* **SOURCE MATERIAL**
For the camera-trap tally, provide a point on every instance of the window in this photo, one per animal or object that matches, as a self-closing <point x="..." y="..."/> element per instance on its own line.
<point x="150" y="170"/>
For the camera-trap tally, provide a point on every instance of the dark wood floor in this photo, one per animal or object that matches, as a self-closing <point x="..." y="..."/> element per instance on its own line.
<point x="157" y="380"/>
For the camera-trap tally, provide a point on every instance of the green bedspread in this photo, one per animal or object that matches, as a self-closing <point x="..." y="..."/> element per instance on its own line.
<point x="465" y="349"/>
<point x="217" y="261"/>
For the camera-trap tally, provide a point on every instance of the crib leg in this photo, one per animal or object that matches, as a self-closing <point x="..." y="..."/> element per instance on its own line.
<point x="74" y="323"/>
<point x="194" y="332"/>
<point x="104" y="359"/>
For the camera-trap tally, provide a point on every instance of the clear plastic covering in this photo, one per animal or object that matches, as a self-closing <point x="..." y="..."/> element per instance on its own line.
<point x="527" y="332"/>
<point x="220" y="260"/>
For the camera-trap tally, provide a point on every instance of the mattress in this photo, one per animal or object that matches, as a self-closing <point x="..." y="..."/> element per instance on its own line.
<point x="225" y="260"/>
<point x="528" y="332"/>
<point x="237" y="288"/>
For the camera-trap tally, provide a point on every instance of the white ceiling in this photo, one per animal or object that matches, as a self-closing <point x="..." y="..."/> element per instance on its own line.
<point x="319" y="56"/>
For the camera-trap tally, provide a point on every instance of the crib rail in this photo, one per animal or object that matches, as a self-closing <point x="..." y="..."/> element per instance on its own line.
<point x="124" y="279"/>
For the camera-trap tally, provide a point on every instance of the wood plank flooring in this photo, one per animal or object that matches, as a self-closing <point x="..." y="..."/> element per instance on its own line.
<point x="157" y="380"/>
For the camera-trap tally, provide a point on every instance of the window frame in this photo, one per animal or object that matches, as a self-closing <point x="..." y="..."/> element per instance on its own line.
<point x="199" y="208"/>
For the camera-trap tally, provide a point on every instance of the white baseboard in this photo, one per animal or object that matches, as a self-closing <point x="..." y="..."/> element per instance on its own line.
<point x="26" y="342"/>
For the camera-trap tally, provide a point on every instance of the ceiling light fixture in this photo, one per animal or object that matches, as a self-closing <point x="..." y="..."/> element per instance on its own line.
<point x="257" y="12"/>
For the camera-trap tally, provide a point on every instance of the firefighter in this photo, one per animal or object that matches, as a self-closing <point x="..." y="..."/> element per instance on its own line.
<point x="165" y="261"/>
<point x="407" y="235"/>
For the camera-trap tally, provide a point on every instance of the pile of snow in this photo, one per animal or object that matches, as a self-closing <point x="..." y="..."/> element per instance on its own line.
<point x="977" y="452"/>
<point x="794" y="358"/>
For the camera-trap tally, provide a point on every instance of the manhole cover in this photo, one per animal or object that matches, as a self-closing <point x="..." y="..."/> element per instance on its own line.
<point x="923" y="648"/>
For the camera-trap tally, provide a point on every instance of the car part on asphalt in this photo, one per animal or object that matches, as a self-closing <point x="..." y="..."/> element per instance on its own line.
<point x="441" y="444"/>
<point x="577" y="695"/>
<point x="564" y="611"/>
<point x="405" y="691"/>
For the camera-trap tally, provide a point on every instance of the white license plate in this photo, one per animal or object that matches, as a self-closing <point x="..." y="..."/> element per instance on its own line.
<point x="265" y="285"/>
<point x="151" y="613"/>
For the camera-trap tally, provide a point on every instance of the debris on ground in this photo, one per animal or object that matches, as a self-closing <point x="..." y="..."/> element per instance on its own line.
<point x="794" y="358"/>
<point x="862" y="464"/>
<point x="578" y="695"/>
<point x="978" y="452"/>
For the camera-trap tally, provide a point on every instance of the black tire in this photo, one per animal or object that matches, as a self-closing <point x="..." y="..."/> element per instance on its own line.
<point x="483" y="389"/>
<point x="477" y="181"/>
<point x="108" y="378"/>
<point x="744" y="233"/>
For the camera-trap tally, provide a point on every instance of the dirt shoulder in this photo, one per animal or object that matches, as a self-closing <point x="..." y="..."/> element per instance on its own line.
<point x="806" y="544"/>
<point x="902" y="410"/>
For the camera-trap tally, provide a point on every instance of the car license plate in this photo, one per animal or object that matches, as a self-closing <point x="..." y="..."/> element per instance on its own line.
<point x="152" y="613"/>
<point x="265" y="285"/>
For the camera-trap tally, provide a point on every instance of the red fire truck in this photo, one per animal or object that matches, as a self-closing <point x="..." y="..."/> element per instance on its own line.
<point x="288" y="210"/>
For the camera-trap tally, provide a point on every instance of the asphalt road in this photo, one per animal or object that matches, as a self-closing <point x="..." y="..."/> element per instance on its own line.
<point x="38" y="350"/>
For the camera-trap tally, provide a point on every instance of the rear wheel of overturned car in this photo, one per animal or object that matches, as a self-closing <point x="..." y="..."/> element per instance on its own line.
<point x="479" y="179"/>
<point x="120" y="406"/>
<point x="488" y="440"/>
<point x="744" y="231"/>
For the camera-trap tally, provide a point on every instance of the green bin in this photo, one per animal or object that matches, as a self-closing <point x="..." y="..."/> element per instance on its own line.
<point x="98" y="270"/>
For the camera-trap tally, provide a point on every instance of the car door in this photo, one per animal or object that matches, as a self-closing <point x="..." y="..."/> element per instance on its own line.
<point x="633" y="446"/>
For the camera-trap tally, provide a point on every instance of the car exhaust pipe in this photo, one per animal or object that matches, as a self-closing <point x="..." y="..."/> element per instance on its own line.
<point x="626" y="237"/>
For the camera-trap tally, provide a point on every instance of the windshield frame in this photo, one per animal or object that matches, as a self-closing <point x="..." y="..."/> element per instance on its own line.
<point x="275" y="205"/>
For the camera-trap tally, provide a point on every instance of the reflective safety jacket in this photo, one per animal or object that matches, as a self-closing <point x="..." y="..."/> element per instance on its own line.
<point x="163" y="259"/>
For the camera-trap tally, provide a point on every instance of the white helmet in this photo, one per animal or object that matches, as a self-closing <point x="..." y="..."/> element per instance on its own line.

* **ACTIVITY**
Word for word, repeat every entry listed above.

* **RESULT OF THE TASK**
For the camera-trap tally, provide a point on every instance of the window in this photo, one per animal or object that matches, as a self-closing <point x="..." y="..."/> element per instance on its own line.
<point x="150" y="170"/>
For the camera-trap tally, provide a point on every instance of the dark wood floor in this photo, one per animal or object that matches, as a self-closing <point x="..." y="..."/> element per instance on its own line.
<point x="157" y="380"/>
For the camera-trap tally, provide a point on every instance of the green bedspread in this photo, one per animal or object that matches, as a self-closing <point x="..." y="..."/> element per instance on its own line.
<point x="465" y="349"/>
<point x="217" y="261"/>
For the camera-trap tally, provide a point on every instance of the crib leg in this photo, one per animal or object that matches, as a self-closing <point x="..." y="..."/> element per instance on its own line.
<point x="74" y="323"/>
<point x="194" y="332"/>
<point x="104" y="359"/>
For the camera-trap tally, provide a point on every instance of the clear plastic covering in this photo, one per animal or object that matches, as a self-closing <point x="..." y="..."/> element per instance on its own line.
<point x="527" y="332"/>
<point x="220" y="260"/>
For the camera-trap tally, provide a point on every instance of the mattress in this photo, one per animal or object that matches, as a self-closing <point x="..." y="..."/> element per instance on its own line.
<point x="225" y="260"/>
<point x="528" y="332"/>
<point x="237" y="288"/>
For the camera-trap tally, provide a point on every instance of the white ceiling in this photo, one per animal or object that matches, as a self-closing <point x="..." y="..."/> element per instance on its own line.
<point x="319" y="56"/>
For the camera-trap tally, provide a point on every instance of the crib rail in this photo, one per animal or object that matches, as a self-closing <point x="..." y="..."/> element per instance on its own line.
<point x="124" y="279"/>
For the camera-trap tally, provide a point on every instance of the wood plank flooring in this photo, one per animal or object that matches, as a self-closing <point x="..." y="..."/> element per instance on its own line.
<point x="157" y="380"/>
For the camera-trap tally, provide a point on every instance of the window frame in this photo, one per animal or object that matches, as a self-closing <point x="..." y="..."/> element per instance on its own line.
<point x="199" y="208"/>
For the camera-trap tally, provide a point on every instance of the white baseboard in this photo, one per animal or object that matches, as a self-closing <point x="..." y="..."/> element per instance on its own line.
<point x="26" y="342"/>
For the camera-trap tally, provide a point on every instance of the ceiling light fixture in this photo, one per animal or object that matches, as a self-closing <point x="..." y="..."/> element per instance on its own line.
<point x="257" y="12"/>
For the camera-trap tally, provide a point on every instance of the firefighter in this photo, one per animal or object that matches, as a self-closing <point x="..." y="..."/> element per instance on its own line.
<point x="165" y="261"/>
<point x="407" y="235"/>
For the camera-trap tally, provide a point on every instance of the pile of snow in this photo, one per animal or object that matches, as a self-closing <point x="..." y="..."/> element per instance on its own line.
<point x="977" y="452"/>
<point x="794" y="358"/>
For the camera-trap tally, provide a point on every instance of the manhole cover in this photo, one per animal or object that matches, as a self-closing <point x="..." y="..."/> element per instance on its own line.
<point x="923" y="648"/>
For the camera-trap tally, provide a point on every instance of the car part on asphalt in this photo, one per animal or object that matches, as a self-closing <point x="..." y="..."/> element per instance on its own line.
<point x="441" y="444"/>
<point x="577" y="695"/>
<point x="564" y="611"/>
<point x="405" y="691"/>
For the camera-trap tally, provide a point on every instance of the white license plate in this photo, one per animal or object that matches, as a self-closing <point x="..." y="..."/> element per instance on its own line.
<point x="265" y="285"/>
<point x="151" y="613"/>
For the camera-trap tally, provide a point on every instance of the debris on ground in this photo, one per animal or object that matches, as a self-closing <point x="..." y="..."/> element per instance on its own line.
<point x="794" y="358"/>
<point x="862" y="464"/>
<point x="578" y="695"/>
<point x="978" y="452"/>
For the camera-trap tally, provide a point on every instance of the black tire in this photo, one per animal or object that matches, as a self-closing <point x="..." y="..."/> element per instance on its own line.
<point x="483" y="389"/>
<point x="477" y="181"/>
<point x="108" y="378"/>
<point x="744" y="233"/>
For the camera-trap tally, provide a point on every instance of the dirt shoulder in this photo, one per animal or object that matches, as a self-closing <point x="..." y="..."/> element per instance on its own line.
<point x="806" y="544"/>
<point x="902" y="410"/>
For the camera-trap tally, provide a point on every instance of the car license plate in this photo, one per animal or object that matches, as a self-closing <point x="..." y="..."/> element per instance on its own line.
<point x="152" y="613"/>
<point x="265" y="285"/>
For the camera-trap tally, provide a point on every instance of the red fire truck in this photo, one per animal or object that matches, as a self-closing <point x="..." y="..."/> element per instance on its own line.
<point x="288" y="210"/>
For the camera-trap tally, provide a point on every instance of the asphalt road in this photo, one per animal or object that matches, as a self-closing <point x="..." y="..."/> element per instance on its own line.
<point x="38" y="350"/>
For the camera-trap tally, provide a point on every instance of the rear wheel of overturned car in this photo, one per animal or object that matches, as a self-closing <point x="..." y="..."/> element per instance on its own line.
<point x="479" y="179"/>
<point x="120" y="406"/>
<point x="488" y="440"/>
<point x="744" y="231"/>
For the camera-trap tally, provide a point on every instance of the green bin in this photo, one per animal or object that matches, as a self-closing <point x="..." y="..."/> element per instance on its own line.
<point x="98" y="270"/>
For the camera-trap tally, provide a point on every instance of the car door in this photo, one per animal or object that matches, as a self-closing <point x="..." y="..."/> element per instance on its own line.
<point x="633" y="446"/>
For the camera-trap tally, provide a point on every instance of the car exhaust pipe in this photo, one per animal or object that matches, as a self-closing <point x="..." y="..."/> element per instance on its own line.
<point x="626" y="237"/>
For the camera-trap tally, provide a point on every instance of the windshield frame in this photo, one per animal or object that matches, as a self-closing <point x="..." y="..."/> element per instance on its own line.
<point x="275" y="205"/>
For the camera-trap tally, provide a point on every instance of the reflective safety jacket in this photo, one per animal or object that matches, as a self-closing <point x="..." y="..."/> element per instance on its own line.
<point x="163" y="259"/>
For the camera-trap tally, provide a point on every instance of the white helmet in this photo, one per animal or object that matches, as a self-closing <point x="..." y="..."/> element per instance on its own line.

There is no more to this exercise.